RECORDS SUPPLIED ▸
<<<<
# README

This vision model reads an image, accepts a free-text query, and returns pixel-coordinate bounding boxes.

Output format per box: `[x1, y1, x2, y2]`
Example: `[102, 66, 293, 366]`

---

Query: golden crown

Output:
>>>>
EXERCISE INSTRUCTIONS ▸ Repeat every one of the rows above word for word, adding nothing and leaving nothing out.

EXERCISE RESULT ▸
# README

This vision model reads an image, accepts a free-text query, and returns pixel-coordinate bounding boxes.

Output format per box: `[x1, y1, x2, y2]`
Example: `[102, 66, 293, 366]`

---

Query: golden crown

Output:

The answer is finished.